- Task to carry out
Could you transcribe, character for character, the part of the items below that opens with the line containing "the stone wall" and closes with the line containing "point(369, 1241)", including both of those lines?

* BEGIN Records provided *

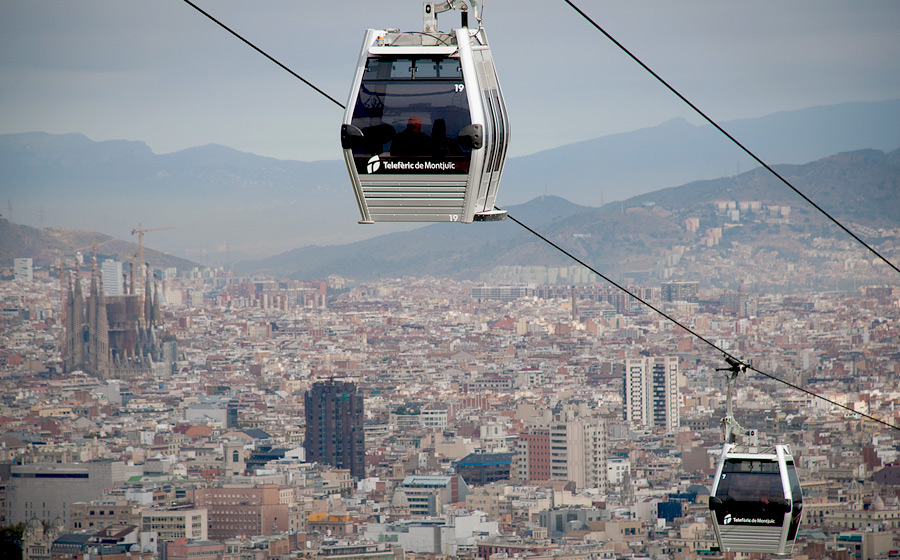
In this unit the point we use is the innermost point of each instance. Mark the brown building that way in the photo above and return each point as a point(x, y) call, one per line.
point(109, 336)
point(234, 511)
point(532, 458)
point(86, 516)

* END Records provided *
* BEGIN Records provided *

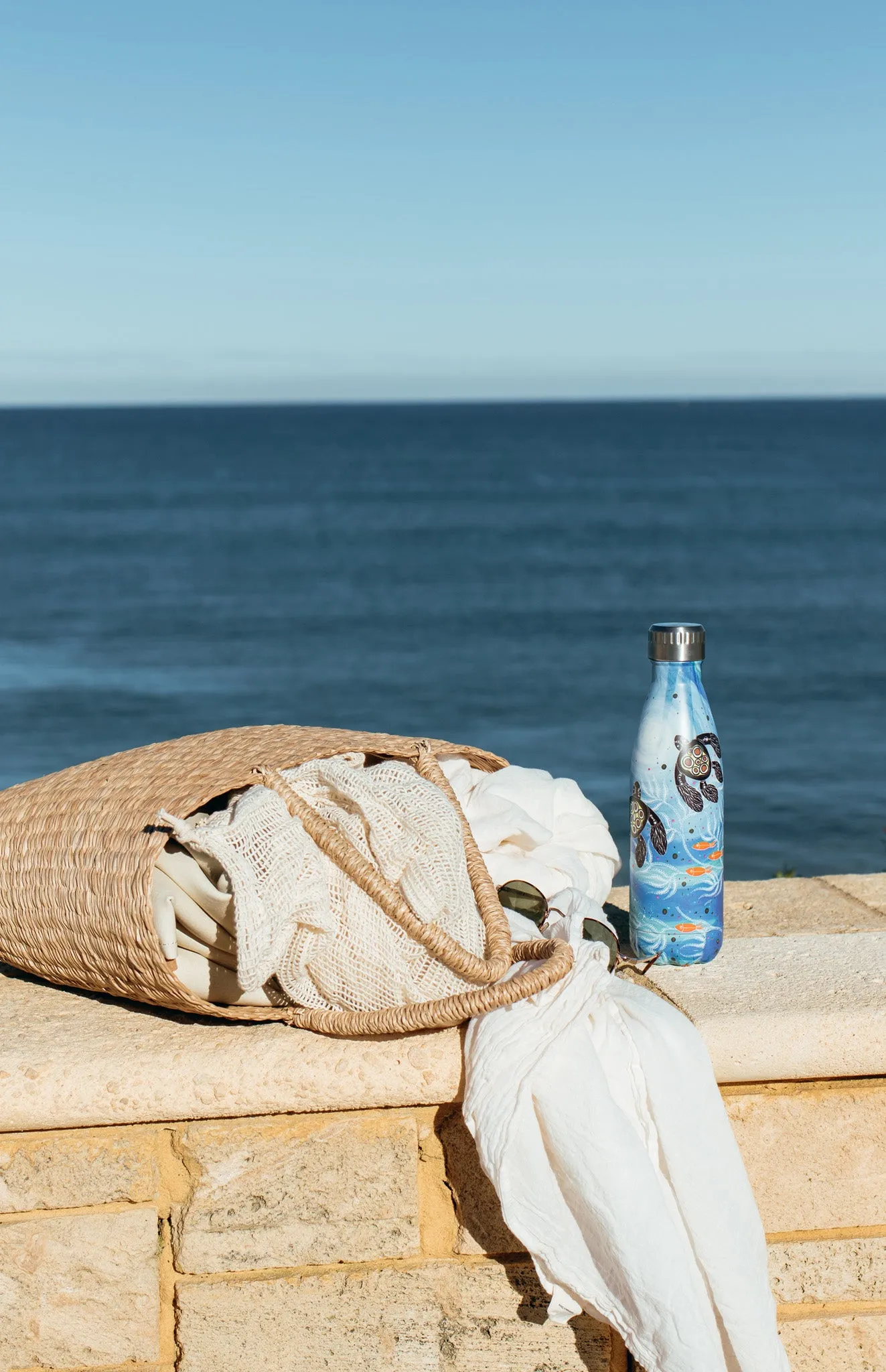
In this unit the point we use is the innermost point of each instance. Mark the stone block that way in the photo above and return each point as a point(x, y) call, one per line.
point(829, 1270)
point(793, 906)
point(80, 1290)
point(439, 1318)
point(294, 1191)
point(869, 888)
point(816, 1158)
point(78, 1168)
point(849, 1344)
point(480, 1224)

* END Records provided *
* BEGIN Records provided *

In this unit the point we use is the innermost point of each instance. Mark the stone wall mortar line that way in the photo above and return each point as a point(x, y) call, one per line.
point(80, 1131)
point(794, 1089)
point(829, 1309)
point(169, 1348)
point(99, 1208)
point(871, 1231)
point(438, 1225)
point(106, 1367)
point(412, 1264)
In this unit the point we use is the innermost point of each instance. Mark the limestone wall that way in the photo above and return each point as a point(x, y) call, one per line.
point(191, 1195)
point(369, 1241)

* END Records provided *

- Finished task
In this unit the point we use is the innermost point of each instance. Mark the stone wall mortar line that way in the photo above and return each point as a point(x, y) call, one per line.
point(80, 1131)
point(794, 1089)
point(829, 1309)
point(169, 1348)
point(99, 1208)
point(871, 1231)
point(438, 1225)
point(106, 1367)
point(412, 1264)
In this unit the point we use is the innermost point of each instance. Mark the limestone wall that way in the photo above and return each point as a point(x, y) call, one per line.
point(191, 1195)
point(369, 1241)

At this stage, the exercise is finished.